* [REQUEST]
Could you print all the entries exactly?

(Saved entries)
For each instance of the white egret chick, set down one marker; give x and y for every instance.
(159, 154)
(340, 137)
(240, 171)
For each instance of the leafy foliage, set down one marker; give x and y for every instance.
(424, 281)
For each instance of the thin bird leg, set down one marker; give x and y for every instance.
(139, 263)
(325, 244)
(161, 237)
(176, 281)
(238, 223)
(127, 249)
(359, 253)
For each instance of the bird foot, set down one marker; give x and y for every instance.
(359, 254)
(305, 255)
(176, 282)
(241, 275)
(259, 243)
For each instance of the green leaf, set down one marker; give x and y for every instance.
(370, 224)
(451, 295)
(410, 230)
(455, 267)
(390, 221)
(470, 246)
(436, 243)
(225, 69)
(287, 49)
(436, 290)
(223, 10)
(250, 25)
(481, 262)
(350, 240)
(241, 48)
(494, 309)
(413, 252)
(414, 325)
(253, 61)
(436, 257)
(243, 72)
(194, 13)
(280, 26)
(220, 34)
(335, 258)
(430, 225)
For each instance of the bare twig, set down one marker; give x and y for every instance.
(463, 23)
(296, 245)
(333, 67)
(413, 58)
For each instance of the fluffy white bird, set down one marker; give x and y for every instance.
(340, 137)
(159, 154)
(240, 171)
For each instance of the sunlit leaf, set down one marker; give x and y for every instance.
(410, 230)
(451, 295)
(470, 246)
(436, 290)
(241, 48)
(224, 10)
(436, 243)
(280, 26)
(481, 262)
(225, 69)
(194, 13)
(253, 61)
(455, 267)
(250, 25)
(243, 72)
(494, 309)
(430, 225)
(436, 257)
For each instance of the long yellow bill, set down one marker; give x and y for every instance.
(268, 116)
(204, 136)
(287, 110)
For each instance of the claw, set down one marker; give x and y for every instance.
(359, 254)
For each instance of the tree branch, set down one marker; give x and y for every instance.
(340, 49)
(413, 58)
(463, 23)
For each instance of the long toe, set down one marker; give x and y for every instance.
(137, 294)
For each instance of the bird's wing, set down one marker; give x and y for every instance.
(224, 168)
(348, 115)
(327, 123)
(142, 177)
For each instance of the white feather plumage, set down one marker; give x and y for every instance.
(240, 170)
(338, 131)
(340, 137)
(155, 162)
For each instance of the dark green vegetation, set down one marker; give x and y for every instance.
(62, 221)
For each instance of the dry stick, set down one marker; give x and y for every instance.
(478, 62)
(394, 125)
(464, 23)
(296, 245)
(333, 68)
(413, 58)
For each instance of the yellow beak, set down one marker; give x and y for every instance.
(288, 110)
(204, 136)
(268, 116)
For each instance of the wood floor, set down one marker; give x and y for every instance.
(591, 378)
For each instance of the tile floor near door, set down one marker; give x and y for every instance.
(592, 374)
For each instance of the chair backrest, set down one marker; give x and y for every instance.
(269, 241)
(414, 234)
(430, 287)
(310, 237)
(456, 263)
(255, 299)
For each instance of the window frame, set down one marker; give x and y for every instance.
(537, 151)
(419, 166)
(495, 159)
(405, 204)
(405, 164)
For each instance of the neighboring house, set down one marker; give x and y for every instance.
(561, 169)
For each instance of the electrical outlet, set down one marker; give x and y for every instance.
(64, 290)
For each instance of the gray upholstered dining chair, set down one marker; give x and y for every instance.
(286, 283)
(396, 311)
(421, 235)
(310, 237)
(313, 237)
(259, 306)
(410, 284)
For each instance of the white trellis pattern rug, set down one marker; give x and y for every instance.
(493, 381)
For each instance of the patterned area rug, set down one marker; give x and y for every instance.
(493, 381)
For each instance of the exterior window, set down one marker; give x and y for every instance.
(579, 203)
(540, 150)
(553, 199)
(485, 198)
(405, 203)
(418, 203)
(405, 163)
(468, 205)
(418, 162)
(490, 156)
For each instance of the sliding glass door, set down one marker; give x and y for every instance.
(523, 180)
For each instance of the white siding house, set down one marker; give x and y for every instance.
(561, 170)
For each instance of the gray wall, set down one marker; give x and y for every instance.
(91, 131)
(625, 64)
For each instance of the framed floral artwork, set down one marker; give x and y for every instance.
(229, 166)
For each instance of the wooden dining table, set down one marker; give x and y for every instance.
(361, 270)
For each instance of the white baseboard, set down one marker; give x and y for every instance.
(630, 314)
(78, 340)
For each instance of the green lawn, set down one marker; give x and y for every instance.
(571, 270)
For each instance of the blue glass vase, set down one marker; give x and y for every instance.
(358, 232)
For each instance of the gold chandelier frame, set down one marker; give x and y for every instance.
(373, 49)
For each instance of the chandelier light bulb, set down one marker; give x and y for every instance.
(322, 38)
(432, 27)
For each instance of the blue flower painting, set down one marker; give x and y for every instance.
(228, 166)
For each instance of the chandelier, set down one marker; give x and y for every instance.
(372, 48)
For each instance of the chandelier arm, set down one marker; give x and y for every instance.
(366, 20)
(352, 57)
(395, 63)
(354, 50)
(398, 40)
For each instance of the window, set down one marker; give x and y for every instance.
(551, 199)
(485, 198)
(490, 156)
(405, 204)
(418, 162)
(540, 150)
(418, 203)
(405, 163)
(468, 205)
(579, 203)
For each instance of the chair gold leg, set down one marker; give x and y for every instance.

* [RESPONSE FOR THIS EXERCISE]
For each instance of the white egret chick, set down one marker; give x and y for every instance.
(159, 154)
(340, 137)
(240, 171)
For each instance of the leafy foliage, set down one marker; give x and y for every instance.
(424, 281)
For each instance of the thin bird leg, set down one marker; give x and y for every instance.
(139, 263)
(325, 244)
(161, 237)
(176, 281)
(238, 223)
(127, 249)
(359, 253)
For each instance of the bird foot, set down one marker; give x and y for every instance.
(359, 254)
(305, 255)
(176, 282)
(241, 275)
(259, 243)
For each instance of the green leaf, set down one marker; give x and y for every instance.
(370, 224)
(451, 295)
(410, 230)
(455, 267)
(390, 221)
(470, 246)
(436, 243)
(225, 69)
(287, 49)
(436, 290)
(223, 10)
(250, 25)
(481, 262)
(350, 240)
(241, 48)
(494, 309)
(413, 252)
(414, 325)
(253, 61)
(436, 257)
(243, 72)
(194, 13)
(280, 26)
(220, 34)
(335, 258)
(430, 225)
For each instance of the bare twig, set down one marker; give x and y for every instance.
(463, 23)
(296, 245)
(333, 67)
(413, 58)
For each instance of the fluffy white bird, set down one marker; give x and y for every instance.
(340, 137)
(159, 154)
(240, 171)
For each instance of the sunlit leaf, set down one marker; give x and y for every instance.
(410, 230)
(451, 295)
(470, 246)
(436, 290)
(241, 48)
(224, 10)
(436, 243)
(280, 26)
(481, 262)
(225, 69)
(194, 13)
(253, 61)
(455, 267)
(250, 25)
(243, 72)
(494, 309)
(430, 225)
(436, 257)
For each instance of the long yellow bill, set down one marker; give x and y for every instance.
(268, 116)
(204, 136)
(287, 110)
For each instance of the claw, set down one marker; give x and y for every instance.
(359, 254)
For each instance of the tree branch, set down one marker; give x and y for every instance.
(340, 49)
(413, 58)
(463, 23)
For each instance of the long toe, set down one marker; give x and y for every instance.
(137, 294)
For each instance of the bird's wing, set down one marker; give x and y for every instance.
(224, 168)
(348, 115)
(327, 123)
(142, 177)
For each instance of the white feather plumage, set down one marker; give x and y for every instance.
(240, 170)
(338, 131)
(340, 137)
(155, 162)
For each instance of the dark green vegetation, set down one marker; give x and y for every instance.
(62, 221)
For each instance of the dry stick, set down one marker; give x and y for every instance.
(478, 62)
(394, 125)
(464, 23)
(296, 245)
(333, 68)
(413, 58)
For each instance of the yellow beak, set down one marker; give x and y for every instance.
(288, 110)
(204, 136)
(268, 116)
For each instance of the wood floor, set down one marker; give x and y for every instance.
(591, 378)
For each instance of the tile floor near door, set down one marker; give x and y for every instance.
(592, 374)
For each instance of the chair backrest, set down one marker; give x and y for every instance.
(269, 241)
(414, 234)
(430, 287)
(310, 237)
(456, 263)
(255, 299)
For each instance of the window frame, set down one marker; give x and y for every instance.
(537, 151)
(419, 166)
(495, 159)
(405, 204)
(405, 164)
For each instance of the neighboring house, set down one marker; give x and y for every instance.
(561, 169)
For each instance of the electrical outlet, set down one marker; give x and y for every instance.
(64, 290)
For each instance of the gray upholstered dining chair, set down one marker; give x and y for every instance.
(286, 283)
(396, 311)
(421, 235)
(310, 237)
(313, 237)
(259, 306)
(410, 284)
For each instance of the white trellis pattern rug, set down one marker; give x and y for every instance.
(493, 381)
For each instance of the patterned area rug, set down one marker; give x and y for every instance.
(493, 381)
For each instance of the exterior window, set down one marker; give x and y for every instance.
(579, 203)
(540, 150)
(553, 199)
(485, 198)
(405, 203)
(418, 203)
(405, 163)
(468, 205)
(418, 162)
(490, 156)
For each instance of the sliding glass door, set down one marker; give x and y for every instance.
(523, 180)
For each instance of the white siding house, set down one marker; give x and y for every instance.
(561, 170)
For each instance of the gray wall, set down one marker; give x and y for every instance.
(91, 131)
(625, 64)
For each instance of the framed floral artwork, set down one marker; give x and y for every instance.
(229, 166)
For each instance of the wooden dining table, set down one marker; give x and y for every instance.
(361, 270)
For each instance of the white baseboard, set down one marker; give x and y for every instance.
(630, 314)
(78, 340)
For each instance of the green lawn, set down one marker; give x and y for every instance.
(571, 270)
For each instance of the blue glass vase, set down one marker; give x and y for every instance.
(358, 232)
For each instance of the gold chandelier frame, set down one marker; give x and y for every instance.
(373, 49)
For each instance of the chandelier light bulb, set down one marker; give x and y for every instance.
(322, 38)
(432, 27)
For each instance of the blue flower painting, set down one marker; give x and y for every instance.
(228, 166)
For each instance of the chandelier, set down one marker; give x and y for every instance.
(372, 48)
For each instance of the chandelier arm, set down one marker; give x and y for every instance.
(366, 20)
(352, 57)
(395, 63)
(354, 50)
(398, 40)
For each instance of the window, set down one marker; give x and y for every instance.
(551, 199)
(485, 198)
(490, 156)
(405, 204)
(418, 162)
(540, 150)
(418, 203)
(405, 163)
(468, 205)
(579, 203)
For each instance of the chair gold leg, set down one marker; give x and y for every instance.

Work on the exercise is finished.